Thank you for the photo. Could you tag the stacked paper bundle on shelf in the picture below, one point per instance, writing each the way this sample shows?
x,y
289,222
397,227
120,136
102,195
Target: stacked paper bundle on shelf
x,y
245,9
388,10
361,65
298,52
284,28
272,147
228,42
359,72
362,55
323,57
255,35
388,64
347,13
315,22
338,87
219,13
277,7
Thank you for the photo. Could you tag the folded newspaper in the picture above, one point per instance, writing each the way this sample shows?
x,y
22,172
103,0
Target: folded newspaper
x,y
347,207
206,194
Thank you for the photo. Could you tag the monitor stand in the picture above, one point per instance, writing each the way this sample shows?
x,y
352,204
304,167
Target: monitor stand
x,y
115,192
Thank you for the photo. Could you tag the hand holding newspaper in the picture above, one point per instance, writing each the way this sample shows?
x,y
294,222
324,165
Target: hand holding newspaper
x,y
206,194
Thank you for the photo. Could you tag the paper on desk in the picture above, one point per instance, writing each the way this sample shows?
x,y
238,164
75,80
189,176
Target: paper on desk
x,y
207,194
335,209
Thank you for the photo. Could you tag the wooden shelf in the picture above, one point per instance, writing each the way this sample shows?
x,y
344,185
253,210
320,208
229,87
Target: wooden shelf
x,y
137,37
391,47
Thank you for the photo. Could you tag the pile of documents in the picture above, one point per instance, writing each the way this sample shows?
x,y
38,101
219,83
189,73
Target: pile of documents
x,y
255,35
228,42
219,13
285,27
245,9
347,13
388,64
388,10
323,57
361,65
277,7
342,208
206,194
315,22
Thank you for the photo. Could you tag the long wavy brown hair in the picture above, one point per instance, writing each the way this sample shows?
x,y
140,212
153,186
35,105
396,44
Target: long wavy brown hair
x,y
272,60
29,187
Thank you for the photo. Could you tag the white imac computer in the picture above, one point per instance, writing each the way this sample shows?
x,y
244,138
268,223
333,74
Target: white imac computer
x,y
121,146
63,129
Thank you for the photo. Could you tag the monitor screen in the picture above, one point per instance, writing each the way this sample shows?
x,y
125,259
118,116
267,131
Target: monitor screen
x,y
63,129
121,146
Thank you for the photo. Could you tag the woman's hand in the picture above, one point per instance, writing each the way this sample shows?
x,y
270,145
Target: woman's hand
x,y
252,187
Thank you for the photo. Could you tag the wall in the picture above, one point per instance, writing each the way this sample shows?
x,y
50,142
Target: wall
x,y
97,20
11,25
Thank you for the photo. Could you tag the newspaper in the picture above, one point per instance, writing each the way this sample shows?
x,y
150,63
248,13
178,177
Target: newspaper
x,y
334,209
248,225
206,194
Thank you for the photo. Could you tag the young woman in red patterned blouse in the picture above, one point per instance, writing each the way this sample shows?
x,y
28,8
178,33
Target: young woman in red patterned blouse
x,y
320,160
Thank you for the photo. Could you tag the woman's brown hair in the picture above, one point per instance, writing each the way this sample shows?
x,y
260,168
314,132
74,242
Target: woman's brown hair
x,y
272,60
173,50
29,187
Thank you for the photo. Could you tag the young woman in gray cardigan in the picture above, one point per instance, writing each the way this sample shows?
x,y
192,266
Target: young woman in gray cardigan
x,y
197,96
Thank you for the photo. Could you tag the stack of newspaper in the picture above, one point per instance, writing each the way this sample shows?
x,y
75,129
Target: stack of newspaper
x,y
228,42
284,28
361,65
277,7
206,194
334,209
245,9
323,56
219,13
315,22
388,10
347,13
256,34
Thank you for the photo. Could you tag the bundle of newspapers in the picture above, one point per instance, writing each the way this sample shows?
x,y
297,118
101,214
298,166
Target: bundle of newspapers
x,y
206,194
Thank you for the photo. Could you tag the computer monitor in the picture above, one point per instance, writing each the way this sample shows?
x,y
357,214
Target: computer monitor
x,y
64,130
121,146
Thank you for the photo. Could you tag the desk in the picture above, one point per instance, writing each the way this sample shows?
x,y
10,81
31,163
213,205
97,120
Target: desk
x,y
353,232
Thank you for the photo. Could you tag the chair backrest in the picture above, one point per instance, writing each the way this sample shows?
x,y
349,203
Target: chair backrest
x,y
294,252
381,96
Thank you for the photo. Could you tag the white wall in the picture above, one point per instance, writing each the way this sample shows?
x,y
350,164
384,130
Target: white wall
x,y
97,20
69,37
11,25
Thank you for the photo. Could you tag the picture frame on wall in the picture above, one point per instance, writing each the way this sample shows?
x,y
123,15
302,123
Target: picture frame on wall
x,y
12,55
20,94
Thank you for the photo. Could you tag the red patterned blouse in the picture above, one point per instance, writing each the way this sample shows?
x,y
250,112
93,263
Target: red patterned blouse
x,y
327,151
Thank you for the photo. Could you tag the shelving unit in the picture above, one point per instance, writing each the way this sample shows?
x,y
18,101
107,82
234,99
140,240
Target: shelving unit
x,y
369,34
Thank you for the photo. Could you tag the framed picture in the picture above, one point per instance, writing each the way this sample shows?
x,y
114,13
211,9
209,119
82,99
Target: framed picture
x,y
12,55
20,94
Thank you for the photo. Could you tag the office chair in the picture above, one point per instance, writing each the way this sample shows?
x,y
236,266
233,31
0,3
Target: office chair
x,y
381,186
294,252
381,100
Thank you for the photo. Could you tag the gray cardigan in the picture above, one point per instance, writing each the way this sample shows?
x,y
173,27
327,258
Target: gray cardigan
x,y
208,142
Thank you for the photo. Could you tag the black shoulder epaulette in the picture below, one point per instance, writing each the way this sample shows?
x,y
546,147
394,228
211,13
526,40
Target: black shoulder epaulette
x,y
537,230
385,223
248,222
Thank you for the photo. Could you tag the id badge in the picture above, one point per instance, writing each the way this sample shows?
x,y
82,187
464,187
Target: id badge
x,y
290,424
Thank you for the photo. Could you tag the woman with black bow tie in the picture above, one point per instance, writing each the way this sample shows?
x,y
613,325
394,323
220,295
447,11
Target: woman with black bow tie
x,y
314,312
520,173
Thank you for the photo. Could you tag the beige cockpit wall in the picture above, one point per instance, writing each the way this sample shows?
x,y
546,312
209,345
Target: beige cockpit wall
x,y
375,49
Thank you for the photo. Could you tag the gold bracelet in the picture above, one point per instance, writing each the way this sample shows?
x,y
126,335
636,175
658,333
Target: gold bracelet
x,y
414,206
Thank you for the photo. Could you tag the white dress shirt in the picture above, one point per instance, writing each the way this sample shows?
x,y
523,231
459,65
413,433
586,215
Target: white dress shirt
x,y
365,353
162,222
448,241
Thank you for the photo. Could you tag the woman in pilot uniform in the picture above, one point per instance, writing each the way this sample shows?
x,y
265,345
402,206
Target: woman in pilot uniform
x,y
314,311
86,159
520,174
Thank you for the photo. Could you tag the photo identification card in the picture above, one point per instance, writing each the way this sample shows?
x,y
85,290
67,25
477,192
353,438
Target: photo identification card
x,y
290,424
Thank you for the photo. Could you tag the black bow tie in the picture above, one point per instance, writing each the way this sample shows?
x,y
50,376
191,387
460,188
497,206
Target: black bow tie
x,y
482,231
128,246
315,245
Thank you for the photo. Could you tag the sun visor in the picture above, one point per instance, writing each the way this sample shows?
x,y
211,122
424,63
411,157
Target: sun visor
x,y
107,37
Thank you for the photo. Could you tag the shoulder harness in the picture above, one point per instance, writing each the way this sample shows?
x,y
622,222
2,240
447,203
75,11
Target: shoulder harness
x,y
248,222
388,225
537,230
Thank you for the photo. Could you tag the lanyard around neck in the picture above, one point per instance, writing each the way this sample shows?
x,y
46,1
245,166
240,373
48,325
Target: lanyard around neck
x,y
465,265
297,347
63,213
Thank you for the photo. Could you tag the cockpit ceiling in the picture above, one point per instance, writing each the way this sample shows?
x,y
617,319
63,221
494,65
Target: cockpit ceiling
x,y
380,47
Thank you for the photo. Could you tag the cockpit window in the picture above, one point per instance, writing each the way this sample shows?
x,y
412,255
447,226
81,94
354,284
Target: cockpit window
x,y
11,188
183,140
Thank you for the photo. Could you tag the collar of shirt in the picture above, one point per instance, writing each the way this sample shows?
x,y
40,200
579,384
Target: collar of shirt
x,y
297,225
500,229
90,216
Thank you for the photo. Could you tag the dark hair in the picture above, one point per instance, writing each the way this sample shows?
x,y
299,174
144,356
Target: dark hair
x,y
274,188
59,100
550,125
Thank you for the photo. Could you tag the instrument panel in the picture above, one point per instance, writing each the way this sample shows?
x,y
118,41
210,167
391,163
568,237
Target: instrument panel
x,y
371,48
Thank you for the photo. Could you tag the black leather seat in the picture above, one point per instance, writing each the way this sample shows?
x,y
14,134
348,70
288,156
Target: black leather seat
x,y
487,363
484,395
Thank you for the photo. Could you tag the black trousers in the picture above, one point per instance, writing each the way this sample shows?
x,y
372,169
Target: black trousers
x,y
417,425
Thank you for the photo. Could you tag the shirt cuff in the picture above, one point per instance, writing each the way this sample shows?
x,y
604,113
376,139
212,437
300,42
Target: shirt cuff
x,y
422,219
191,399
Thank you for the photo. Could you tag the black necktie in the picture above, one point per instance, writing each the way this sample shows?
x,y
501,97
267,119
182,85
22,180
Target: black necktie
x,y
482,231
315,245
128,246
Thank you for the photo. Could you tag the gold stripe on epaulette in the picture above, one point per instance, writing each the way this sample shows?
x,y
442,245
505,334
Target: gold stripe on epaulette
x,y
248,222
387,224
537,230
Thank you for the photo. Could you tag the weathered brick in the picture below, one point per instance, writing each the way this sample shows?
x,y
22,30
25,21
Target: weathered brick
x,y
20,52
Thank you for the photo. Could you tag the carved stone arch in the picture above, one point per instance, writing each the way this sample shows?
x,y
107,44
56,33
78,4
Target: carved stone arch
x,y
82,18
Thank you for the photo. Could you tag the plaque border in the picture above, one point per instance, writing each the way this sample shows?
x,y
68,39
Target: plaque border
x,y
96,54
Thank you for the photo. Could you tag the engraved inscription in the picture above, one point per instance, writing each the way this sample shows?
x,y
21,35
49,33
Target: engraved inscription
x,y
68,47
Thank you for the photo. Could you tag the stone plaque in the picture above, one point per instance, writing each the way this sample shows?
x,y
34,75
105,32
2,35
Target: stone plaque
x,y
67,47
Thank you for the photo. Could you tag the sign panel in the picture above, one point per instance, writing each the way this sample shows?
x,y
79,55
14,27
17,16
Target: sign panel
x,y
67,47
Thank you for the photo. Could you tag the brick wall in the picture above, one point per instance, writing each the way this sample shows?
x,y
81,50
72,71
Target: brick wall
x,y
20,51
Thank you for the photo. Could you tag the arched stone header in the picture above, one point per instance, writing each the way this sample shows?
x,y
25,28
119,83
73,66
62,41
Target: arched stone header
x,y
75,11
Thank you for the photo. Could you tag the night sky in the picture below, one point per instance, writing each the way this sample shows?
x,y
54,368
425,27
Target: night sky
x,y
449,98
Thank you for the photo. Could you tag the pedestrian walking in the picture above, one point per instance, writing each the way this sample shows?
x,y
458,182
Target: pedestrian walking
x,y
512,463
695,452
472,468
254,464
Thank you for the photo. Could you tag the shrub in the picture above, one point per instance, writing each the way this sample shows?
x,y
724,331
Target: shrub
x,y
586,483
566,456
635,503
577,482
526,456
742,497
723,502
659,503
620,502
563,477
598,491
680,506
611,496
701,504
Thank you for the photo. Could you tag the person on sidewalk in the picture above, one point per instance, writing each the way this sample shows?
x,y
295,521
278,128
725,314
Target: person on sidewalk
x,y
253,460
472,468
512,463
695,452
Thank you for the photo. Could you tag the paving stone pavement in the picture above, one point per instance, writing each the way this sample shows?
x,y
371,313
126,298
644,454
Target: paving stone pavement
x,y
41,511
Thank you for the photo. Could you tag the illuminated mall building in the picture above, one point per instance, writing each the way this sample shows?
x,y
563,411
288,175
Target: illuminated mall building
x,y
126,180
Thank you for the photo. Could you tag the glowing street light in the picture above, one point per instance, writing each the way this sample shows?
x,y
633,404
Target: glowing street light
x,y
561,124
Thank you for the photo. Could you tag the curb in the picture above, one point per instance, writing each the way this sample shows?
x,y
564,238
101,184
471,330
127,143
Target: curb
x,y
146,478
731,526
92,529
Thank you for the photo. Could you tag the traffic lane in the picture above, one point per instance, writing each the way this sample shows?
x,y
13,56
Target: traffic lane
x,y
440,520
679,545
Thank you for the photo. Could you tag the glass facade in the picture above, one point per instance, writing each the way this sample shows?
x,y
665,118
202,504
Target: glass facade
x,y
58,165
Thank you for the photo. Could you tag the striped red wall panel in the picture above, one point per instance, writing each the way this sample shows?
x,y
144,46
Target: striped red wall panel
########################################
**Description of the task:** Your task is to reproduce, exactly and exclusively, the lines from the one holding "Thank you for the photo. Could you tag the person" through the final line of the listing.

**Expected answer:**
Thank you for the photo. Could you tag the person on sidewalk in the picture above, one point per instance, writing each the way this sample shows?
x,y
295,521
278,128
725,314
Target: person on sidewalk
x,y
253,460
472,468
512,463
695,452
Thank you for the photo. Could you tag the paving stone pavement in the picture above, one point per instance, writing each the way this sample shows?
x,y
371,313
126,298
644,454
Target: paving stone pavement
x,y
41,511
Thank you for the photo. Could you tag the illuminated mall building in the picture above, one point per instance, writing each the way this sample shows?
x,y
563,411
288,175
Target: illuminated mall building
x,y
126,180
Thank you for the photo. Could you tag the glowing street light in the picture above, one point per instance, writing each the way this sample shows?
x,y
633,404
Target: glowing street light
x,y
561,124
Thank you for the photo. Could you tag the curb in the picture above, one point per instance, writing each the way this sample shows?
x,y
564,238
101,184
471,330
127,143
Target: curb
x,y
146,478
731,526
92,529
Thank you for the photo. Could you tag the traffic lane in the picture above, one point per instance, writing each the way this sample shows?
x,y
13,56
Target: traffic lane
x,y
440,520
679,545
Thank you for the photo. Could you tag the glass facade in the picture above, one point per instance, writing each the way this sample shows?
x,y
665,118
202,504
Target: glass facade
x,y
58,165
Thank you for the photo. Could you tag the striped red wall panel in the picture above, one point per instance, writing each the way this sample shows?
x,y
144,46
Target: striped red wall panel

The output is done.